● WORK ITEM: Pick up the passage on tick removal after its final sentence and continue it in the same instructional tone.

To remove a tick is thought to be a simple process, done by pulling the tick from the bite site. However, precautions should be taken. The mouth parts,which are barbed, enable ticks to imbed themselves in the skin. To remove a tick, use a pair of tweezers to grasp the head (and mouth parts) as close to the tick bite site as possible. Grabbing and pulling the tick increases the chance of spreading any diseases the tick may be carrying. Apply an even, gentle tugging to remove a tick until it comes free. Once removed, the tick should be flushed down a toilet or washed down a sink, not squeezed or crushed. This too may cause the spread of infected blood. After you successfully remove a tick from the person or pet and discard the tick, wash the tick bite site. Also wash hands and tweezers with hot, soapy water.

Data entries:

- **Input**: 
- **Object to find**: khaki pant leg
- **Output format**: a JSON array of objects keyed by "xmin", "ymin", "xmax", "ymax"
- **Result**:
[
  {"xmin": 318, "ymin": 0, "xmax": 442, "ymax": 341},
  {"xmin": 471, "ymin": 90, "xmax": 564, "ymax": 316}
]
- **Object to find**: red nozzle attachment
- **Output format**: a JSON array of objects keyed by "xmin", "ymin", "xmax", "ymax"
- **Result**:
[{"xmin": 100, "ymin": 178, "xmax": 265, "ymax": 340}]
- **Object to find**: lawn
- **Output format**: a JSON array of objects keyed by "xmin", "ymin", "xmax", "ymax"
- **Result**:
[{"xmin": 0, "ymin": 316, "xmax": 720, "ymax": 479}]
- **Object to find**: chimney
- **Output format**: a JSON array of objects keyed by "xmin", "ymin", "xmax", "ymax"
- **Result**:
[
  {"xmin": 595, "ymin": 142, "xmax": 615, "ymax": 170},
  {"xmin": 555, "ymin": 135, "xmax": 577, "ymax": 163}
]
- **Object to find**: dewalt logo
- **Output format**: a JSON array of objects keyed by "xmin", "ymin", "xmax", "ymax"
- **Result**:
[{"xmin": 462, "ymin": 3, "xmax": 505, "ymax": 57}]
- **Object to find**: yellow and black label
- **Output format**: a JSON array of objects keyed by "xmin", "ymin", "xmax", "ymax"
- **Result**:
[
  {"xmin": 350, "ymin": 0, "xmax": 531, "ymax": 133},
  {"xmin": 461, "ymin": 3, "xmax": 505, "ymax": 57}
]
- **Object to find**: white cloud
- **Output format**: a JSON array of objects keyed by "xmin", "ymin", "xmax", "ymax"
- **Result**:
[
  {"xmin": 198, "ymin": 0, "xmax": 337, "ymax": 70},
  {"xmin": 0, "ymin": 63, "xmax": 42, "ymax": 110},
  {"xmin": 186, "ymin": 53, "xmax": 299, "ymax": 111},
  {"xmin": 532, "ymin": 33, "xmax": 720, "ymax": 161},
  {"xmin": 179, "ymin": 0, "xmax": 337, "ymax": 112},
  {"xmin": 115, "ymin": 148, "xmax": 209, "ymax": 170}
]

● ANSWER SECTION:
Prevent ticks by following a few simple rules:
•Avoid grassy or shrubby areas where ticks may be present •Avoid tick season completely by staying indoors or away from areas where ticks thrive (usually April – September) •Wear light colored clothing so ticks can be seen and brushed off or removed •Tuck pants into socks or boots and wear long sleeve shirt •Use Flea & Tick Pets + Home Tick Spray on pets and Insect Repellent Insect Repellent on yourself before entering any area where ticks may be present •Promptly and thoroughly check both animals and yourself after coming from an area where ticks may have been and be sure to follow procedures for properly removing ticks
* Avoid folklore remedies for removing ticks such as "painting" the tick with nail polish or petroleum jelly, or using heat to make the tick detach from the skin. Your goal is to remove a tick as quickly as possible--not wait for it to detach.
If you develop a rash or fever within several weeks of removing a tick, see your doctor immediately. Be sure to tell the doctor about your recent tick bite, when the bite occurred, and where you most likely acquired the tick.